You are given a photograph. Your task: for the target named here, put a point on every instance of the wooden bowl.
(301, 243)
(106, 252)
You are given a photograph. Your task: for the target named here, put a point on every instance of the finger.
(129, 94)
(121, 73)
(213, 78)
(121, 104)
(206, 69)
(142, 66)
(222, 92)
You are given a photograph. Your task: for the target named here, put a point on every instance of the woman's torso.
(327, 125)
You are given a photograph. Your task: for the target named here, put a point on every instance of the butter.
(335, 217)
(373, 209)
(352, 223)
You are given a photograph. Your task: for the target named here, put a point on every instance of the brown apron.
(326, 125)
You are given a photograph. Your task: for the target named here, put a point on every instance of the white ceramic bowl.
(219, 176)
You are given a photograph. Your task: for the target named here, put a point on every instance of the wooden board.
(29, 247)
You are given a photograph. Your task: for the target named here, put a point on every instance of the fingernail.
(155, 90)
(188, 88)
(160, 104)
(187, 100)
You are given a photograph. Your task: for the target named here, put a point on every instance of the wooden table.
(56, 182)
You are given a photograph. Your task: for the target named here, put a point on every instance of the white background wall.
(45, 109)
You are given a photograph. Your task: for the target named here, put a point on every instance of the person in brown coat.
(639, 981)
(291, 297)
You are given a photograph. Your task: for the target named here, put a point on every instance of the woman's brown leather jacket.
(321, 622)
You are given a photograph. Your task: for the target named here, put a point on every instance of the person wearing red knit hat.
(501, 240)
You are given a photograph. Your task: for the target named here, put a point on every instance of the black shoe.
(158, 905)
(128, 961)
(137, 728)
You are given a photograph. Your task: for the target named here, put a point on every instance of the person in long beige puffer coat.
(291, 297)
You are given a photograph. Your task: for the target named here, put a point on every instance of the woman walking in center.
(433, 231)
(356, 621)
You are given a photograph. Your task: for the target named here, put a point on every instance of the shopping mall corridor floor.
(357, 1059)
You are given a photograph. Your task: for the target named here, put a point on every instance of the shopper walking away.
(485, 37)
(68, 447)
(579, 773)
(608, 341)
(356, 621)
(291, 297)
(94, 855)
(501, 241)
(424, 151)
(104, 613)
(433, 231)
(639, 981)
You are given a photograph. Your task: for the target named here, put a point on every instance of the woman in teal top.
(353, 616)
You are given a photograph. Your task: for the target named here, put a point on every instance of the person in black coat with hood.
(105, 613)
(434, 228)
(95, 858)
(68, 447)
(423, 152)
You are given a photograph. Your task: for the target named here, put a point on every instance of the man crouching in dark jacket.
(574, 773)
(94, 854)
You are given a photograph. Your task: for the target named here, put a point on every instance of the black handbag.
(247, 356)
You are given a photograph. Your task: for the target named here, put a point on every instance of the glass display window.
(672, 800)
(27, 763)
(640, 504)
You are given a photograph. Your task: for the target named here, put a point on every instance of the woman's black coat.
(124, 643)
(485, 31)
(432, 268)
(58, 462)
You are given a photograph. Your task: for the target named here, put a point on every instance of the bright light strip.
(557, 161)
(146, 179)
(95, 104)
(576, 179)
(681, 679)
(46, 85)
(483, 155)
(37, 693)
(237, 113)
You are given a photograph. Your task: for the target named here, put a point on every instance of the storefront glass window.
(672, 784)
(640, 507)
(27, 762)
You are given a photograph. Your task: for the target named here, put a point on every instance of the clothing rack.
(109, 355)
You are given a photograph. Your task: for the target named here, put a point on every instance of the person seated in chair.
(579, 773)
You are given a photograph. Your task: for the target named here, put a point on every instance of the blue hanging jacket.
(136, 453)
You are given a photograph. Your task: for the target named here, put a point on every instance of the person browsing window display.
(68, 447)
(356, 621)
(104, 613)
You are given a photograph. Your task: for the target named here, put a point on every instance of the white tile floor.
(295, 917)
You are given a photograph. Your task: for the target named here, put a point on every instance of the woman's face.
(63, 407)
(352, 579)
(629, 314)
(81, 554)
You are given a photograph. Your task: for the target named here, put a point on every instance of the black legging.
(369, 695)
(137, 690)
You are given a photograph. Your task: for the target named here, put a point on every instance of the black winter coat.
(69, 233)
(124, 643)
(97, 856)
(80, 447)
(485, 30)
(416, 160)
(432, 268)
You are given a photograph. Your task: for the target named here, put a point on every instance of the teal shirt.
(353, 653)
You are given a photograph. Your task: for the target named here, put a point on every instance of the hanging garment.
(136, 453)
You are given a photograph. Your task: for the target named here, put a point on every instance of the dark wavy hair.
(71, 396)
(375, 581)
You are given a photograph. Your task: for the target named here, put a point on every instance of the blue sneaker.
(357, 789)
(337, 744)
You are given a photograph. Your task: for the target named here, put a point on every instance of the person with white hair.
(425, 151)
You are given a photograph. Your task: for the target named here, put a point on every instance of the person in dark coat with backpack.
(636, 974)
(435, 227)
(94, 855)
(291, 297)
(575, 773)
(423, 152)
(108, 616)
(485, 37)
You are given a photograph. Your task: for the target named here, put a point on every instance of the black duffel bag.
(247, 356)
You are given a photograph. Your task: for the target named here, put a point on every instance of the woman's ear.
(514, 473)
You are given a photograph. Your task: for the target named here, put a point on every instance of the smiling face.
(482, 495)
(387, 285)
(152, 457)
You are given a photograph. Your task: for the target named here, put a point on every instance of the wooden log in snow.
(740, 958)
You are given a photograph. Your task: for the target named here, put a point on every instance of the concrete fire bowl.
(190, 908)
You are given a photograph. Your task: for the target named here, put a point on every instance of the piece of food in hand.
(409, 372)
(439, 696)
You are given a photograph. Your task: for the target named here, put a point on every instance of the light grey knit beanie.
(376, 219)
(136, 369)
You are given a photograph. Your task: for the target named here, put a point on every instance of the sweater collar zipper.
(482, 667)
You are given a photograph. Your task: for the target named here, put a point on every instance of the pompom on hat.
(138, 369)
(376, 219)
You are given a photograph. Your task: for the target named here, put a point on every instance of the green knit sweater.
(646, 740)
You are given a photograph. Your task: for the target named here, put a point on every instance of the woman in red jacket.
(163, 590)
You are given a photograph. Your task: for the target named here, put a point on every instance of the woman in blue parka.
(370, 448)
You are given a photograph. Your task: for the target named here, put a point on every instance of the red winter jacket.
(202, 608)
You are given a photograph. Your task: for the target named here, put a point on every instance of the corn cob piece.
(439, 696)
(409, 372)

__Directions for this task__:
Copy the whole listing above again, word for word, every line in its original order.

__Written solution__:
You are given a photograph. Your task: for the target named here, put a point on every instance of the wooden bowl.
(301, 243)
(106, 252)
You are given a photograph. Your task: for the target named here, put a point on every instance of the finger.
(129, 94)
(121, 73)
(213, 78)
(121, 104)
(206, 69)
(142, 66)
(222, 92)
You are given a photograph. Your task: for the target named here, put a point on every instance of the woman's torso.
(327, 125)
You are given a photograph. Your task: for the target named here, put a point on every instance of the butter.
(335, 217)
(373, 209)
(352, 223)
You are given a photograph. Your task: for the target named here, put a point on every instance of the brown apron.
(326, 125)
You are given a photograph. Your task: for the target named here, put a point on every instance of the white ceramic bowl.
(219, 176)
You are given a photograph. Your task: for the target named here, put a point on every instance of the wooden board.
(29, 247)
You are given a photograph. Your task: for the target named here, put a point on every instance of the fingernail.
(155, 90)
(188, 88)
(160, 104)
(187, 100)
You are given a photograph. Your task: for the target named here, put a point on every instance of the wooden table.
(56, 182)
You are given a photograph. Your task: for the target named here, put a point on every instance of the white background wall.
(45, 109)
You are given a photograph. Your task: for the target named here, put a point on every instance of the person in brown coat.
(639, 981)
(291, 297)
You are given a photograph. Your task: for the target named here, put a point on every instance of the woman's brown leather jacket.
(321, 622)
You are given a photograph. Your task: for the target named here, put a point on every instance of the person wearing red knit hat.
(501, 240)
You are given a photograph. Your task: for the target named here, put a point on every instance of the black shoe.
(158, 905)
(128, 961)
(137, 728)
You are given a photograph. Your task: for the target named here, put a point on every instance of the person in long beige puffer coat.
(291, 297)
You are given a photograph. Your task: for the target named here, put a point on every instance of the woman walking in center.
(433, 231)
(356, 621)
You are given a photograph. Your task: for the target named here, put a point on every instance of the shopping mall corridor floor.
(357, 1059)
You are given a photograph. Your task: for the target named here, put a point on every instance of the shopper walking away.
(485, 37)
(68, 447)
(579, 773)
(608, 341)
(356, 621)
(291, 297)
(94, 855)
(501, 241)
(424, 151)
(104, 613)
(433, 231)
(639, 981)
You are given a photograph. Your task: for the target named here, put a point on every instance of the woman in teal top.
(353, 616)
You are given a photograph. Your task: for the target named here, put a point on every instance of the person in black coat with hood.
(105, 613)
(434, 228)
(95, 858)
(68, 447)
(423, 152)
You are given a photograph. Your task: for the target named here, put a point on every instance of the man crouching in dark jacket.
(574, 773)
(94, 854)
You are given a photograph. Your task: for the target named here, put a point on every instance of the black handbag.
(247, 356)
You are given a photograph. Your task: for the target named here, put a point on every instance of the glass display window.
(672, 800)
(27, 763)
(640, 504)
You are given a photograph. Your task: for the target named here, put a point on every instance of the woman's black coat.
(124, 643)
(485, 31)
(432, 268)
(58, 462)
You are given a photograph. Your task: for the target named here, put a point on every instance of the bright light strip.
(557, 161)
(146, 179)
(95, 104)
(576, 179)
(681, 679)
(46, 85)
(483, 155)
(37, 693)
(237, 113)
You are given a photograph. Your task: for the target named here, put a point on every instance of the storefront glass window.
(672, 784)
(640, 507)
(27, 762)
You are given a photograph. Your task: for the target named here, put a point on every instance of the clothing rack.
(109, 355)
You are given a photograph. Your task: for the target named here, put a point on every instance of the person seated in chair.
(579, 773)
You are given a photograph. Your task: for the target named here, put a point on every instance of the blue hanging jacket.
(136, 453)
You are given a photograph. Your task: for the target named here, put a point on every instance of the person browsing window display.
(68, 447)
(356, 621)
(104, 613)
You are given a photograph. Your task: for the target named here, put a point on every instance of the white tile floor.
(295, 917)
You are given a photograph. Your task: for the target named here, put a point on every instance of the woman's face.
(63, 407)
(352, 579)
(629, 314)
(81, 554)
You are given a photograph. Your task: for the target named here, put a point on every instance of the black legging.
(369, 695)
(137, 690)
You are given a photograph. Your task: for the target named here, put a point on every instance of the black winter coat.
(69, 233)
(124, 643)
(97, 856)
(80, 447)
(485, 30)
(416, 160)
(432, 268)
You are given a photograph. Your task: for the target named here, put a point on every instance of the teal shirt.
(353, 653)
You are given a photograph. Your task: for the target named here, put a point on every instance of the hanging garment.
(136, 453)
You are given a photograph. Your task: for the target named here, put a point on every instance of the dark wavy hair.
(71, 396)
(375, 581)
You are given a photograph. Your task: for the target named here, put a point on every instance of the blue sneaker.
(357, 789)
(337, 744)
You are given a photograph. Your task: for the target named here, put a point on every instance of the person with white hair.
(425, 151)
You are given a photograph. Your task: for the target named here, put a point on every instance of the person in dark coat with backpack.
(636, 974)
(435, 227)
(94, 855)
(291, 297)
(575, 773)
(423, 152)
(108, 616)
(485, 37)
You are given a photograph. Your task: for the target named here, put a point on every instance of the black duffel bag.
(247, 356)
You are given a photograph. Your task: for the target named here, put a point on every instance of the woman's ear.
(514, 473)
You are given a photograph. Your task: for the target named here, put a point on every instance of the smiling face.
(482, 495)
(387, 285)
(152, 457)
You are given a photograph. Your task: for the target named here, put a point on every instance of the wooden log in snow.
(740, 958)
You are given a photograph. Your task: for the target named here, put a point on every instance of the concrete fire bowl.
(190, 908)
You are given a photograph. Your task: for the target named here, put a point on every instance of the piece of food in hand.
(409, 372)
(439, 696)
You are given a photograph. Your task: for the target named here, put a point on every instance of the light grey knit beanie.
(376, 219)
(136, 369)
You are given a photograph. Your task: for the target named here, put a point on every instance of the sweater collar zipper.
(482, 667)
You are given a photograph. Your task: for the target named here, put a point on every instance of the pompom on hat.
(138, 369)
(376, 219)
You are given a photograph. Your task: for the target named here, put a point on every instance of the green knit sweater.
(646, 740)
You are given a photograph. Your task: for the target named here, put a point on every instance of the woman in red jacket.
(163, 590)
You are given a photograph. Your task: for the target named here, put a point on every instance of the woman in blue parka.
(370, 448)
You are given a photograph. Your task: for the target named here, put a point on every instance of the red winter jacket.
(202, 608)
You are given a photograph. Your task: for the target named here, put a point on every instance of the corn cob piece.
(439, 696)
(409, 372)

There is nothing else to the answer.